• Directions:
Copy the listing below in full and skip every picture.

• Exercise inputs:
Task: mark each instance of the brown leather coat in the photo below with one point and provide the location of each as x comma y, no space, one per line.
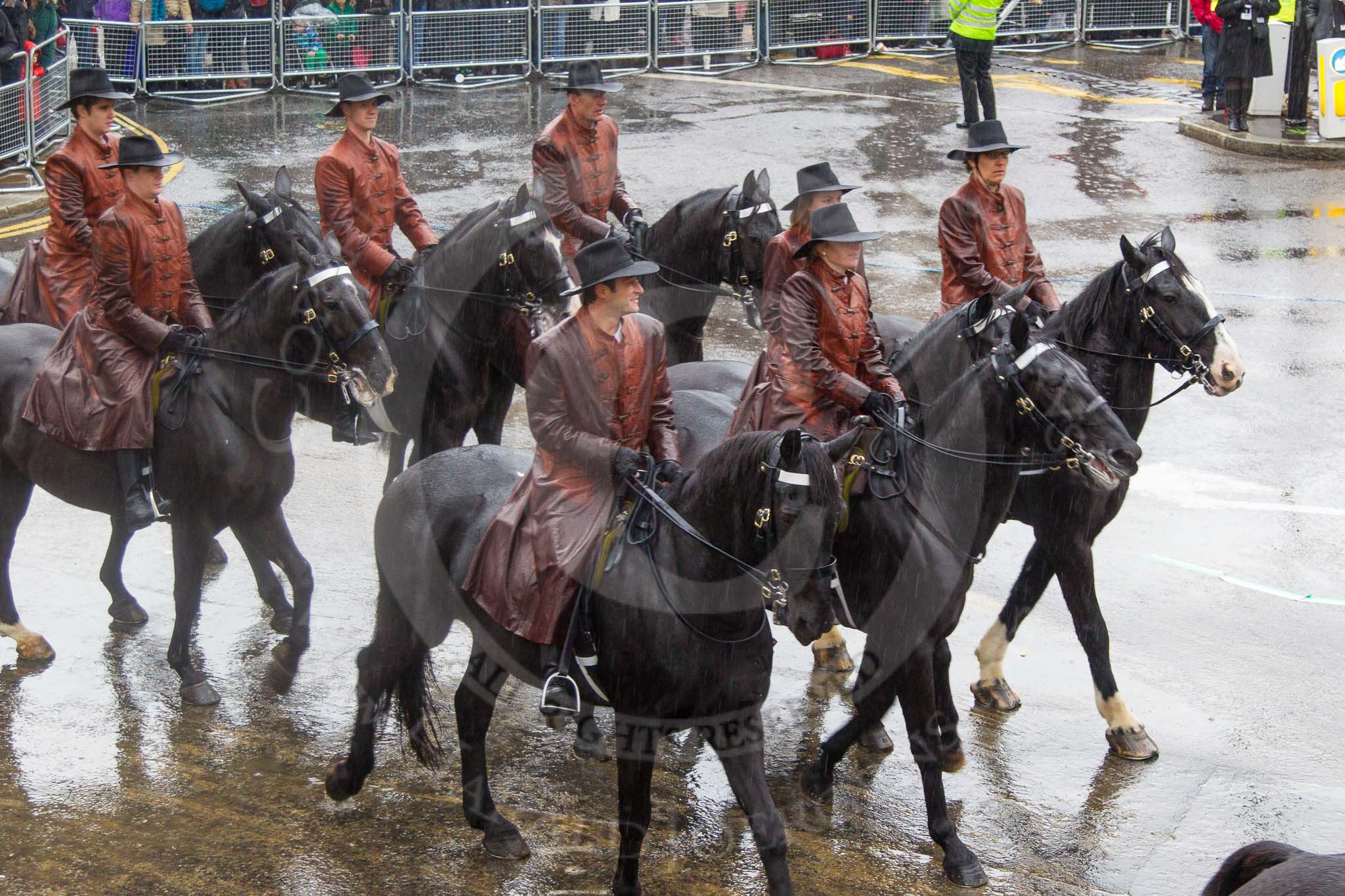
779,265
361,195
55,274
583,181
588,394
824,364
986,249
93,390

• Task result:
Task: mark each instance of the brown leather coat in the photo below with one point and provide the location of each as x comma y, no space, one per line.
779,265
361,195
55,274
583,181
588,394
824,364
986,249
93,390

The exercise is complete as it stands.